• [REQUIREMENT] Leave out the pictures and copy the remaining records exactly.

(Point placement records)
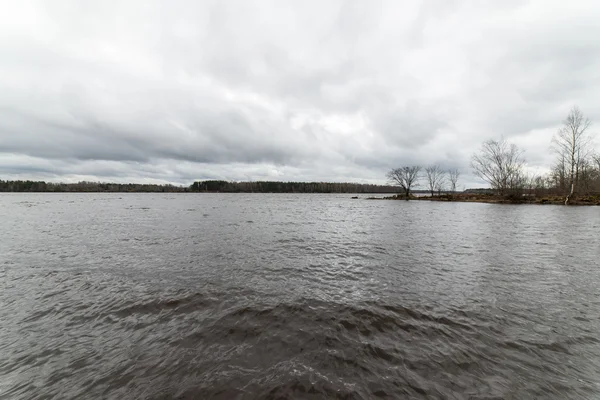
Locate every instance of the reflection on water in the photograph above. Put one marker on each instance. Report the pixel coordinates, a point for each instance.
(295, 296)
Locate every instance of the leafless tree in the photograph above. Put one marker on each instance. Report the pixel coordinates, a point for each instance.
(453, 175)
(500, 164)
(573, 144)
(405, 177)
(596, 158)
(435, 178)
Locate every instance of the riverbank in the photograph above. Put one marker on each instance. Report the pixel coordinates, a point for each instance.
(588, 200)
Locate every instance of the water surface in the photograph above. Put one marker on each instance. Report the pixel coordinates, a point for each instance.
(295, 296)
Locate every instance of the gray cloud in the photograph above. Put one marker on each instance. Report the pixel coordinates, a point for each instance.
(340, 90)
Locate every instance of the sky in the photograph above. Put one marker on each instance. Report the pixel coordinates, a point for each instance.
(177, 91)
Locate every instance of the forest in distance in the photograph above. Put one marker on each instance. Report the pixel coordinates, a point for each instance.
(212, 186)
(575, 176)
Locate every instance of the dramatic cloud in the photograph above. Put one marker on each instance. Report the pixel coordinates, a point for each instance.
(159, 91)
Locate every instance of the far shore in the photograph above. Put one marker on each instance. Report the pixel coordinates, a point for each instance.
(583, 200)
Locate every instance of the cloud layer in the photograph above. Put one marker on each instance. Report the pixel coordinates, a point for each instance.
(157, 91)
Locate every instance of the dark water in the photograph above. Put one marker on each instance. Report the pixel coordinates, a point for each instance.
(296, 296)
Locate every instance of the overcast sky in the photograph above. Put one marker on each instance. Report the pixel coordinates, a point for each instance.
(175, 91)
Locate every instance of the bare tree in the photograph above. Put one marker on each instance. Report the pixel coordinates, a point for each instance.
(572, 144)
(500, 164)
(435, 178)
(405, 177)
(453, 175)
(596, 158)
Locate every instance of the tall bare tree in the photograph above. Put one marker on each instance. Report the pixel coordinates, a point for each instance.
(435, 178)
(453, 175)
(573, 145)
(405, 177)
(500, 164)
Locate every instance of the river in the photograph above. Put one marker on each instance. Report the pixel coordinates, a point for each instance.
(244, 296)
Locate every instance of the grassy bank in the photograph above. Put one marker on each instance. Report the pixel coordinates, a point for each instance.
(593, 200)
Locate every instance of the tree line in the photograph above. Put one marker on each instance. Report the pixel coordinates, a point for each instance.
(288, 187)
(501, 164)
(41, 186)
(198, 186)
(437, 180)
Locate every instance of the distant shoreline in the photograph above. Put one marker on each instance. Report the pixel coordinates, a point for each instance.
(584, 200)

• [RESULT BELOW]
Locate every instance of the reflection on water in the photograph above. Put one marker on each instance. Report the pixel coordinates, a point for each instance.
(295, 296)
Locate every instance of the leafless tree in the photograph above. Put one marker on each instance. Report the pixel coordinates, a point for each instance.
(453, 175)
(500, 164)
(573, 144)
(405, 177)
(596, 158)
(435, 178)
Locate every instance of the riverbank in the photograph above. Put one marker on each instance. Report the pixel coordinates, a point for each instance.
(588, 200)
Locate every instance of the water surface in the photograph above. Put one marker on each instance. Report the pixel coordinates, a point for each instance.
(295, 296)
Locate every instance of the gray cloud in the photograph above. Put one marker on each instance. Report the pixel coordinates, a point for each instance.
(340, 90)
Locate every instance of the sky in the photograph above. Put one marker on each instance. Report the pixel coordinates, a point for each instance.
(177, 91)
Locate every instance of the forest in distance in the photograph above. Put one marker on each instance. Report the pixel coordinates, a point for each instance.
(212, 186)
(575, 176)
Locate every instance of the dramatic cloud in the photograph above. Put one marker on each instance. Report the pixel coordinates, a point for each instance.
(159, 91)
Locate every instance of the far shore in the photograph above. Put one marker on each instance. Report the pixel coordinates, a point for each instance.
(583, 200)
Locate every instance of the cloud layer in the photograph above. Put one marker on each instance. Report the pixel coordinates, a point for each instance.
(157, 91)
Locate every instance of the dark water in the photograph above. Put one marker on each instance. Report the pixel coordinates, a point for each instance.
(296, 296)
Locate every instance of the overcast sky in the photograph above. Put one marker on each instance. Report the pixel coordinates, a point for each instance.
(175, 91)
Locate every instance of the bare tree in the photograph above. Put one marker on each instance. Report the pixel coordinates, a point for each instance.
(572, 144)
(500, 164)
(435, 178)
(405, 177)
(453, 175)
(596, 158)
Locate every instance of the tall bare tree in the photograph above. Put one marker on each instance. Report the pixel coordinates, a point for each instance.
(435, 178)
(453, 175)
(573, 145)
(405, 177)
(500, 164)
Locate every instance of the river in the photograph above. Put one marker on each instance. Report the pixel coordinates, a point for each instance.
(244, 296)
Locate every instance of the grassy bank in the photograph above. Put one marker on each instance. Report the pixel coordinates, a point for each instance.
(593, 200)
Locate every instance of the tree line in the photograph above. Put one marker on each instance. Report the pixel coordinates, a point for each instance.
(288, 187)
(501, 164)
(41, 186)
(198, 186)
(437, 180)
Locate every instance of the distant shoreline in the photograph above. Put one marker on each instance. Report the pixel coordinates, a point for each instance.
(584, 200)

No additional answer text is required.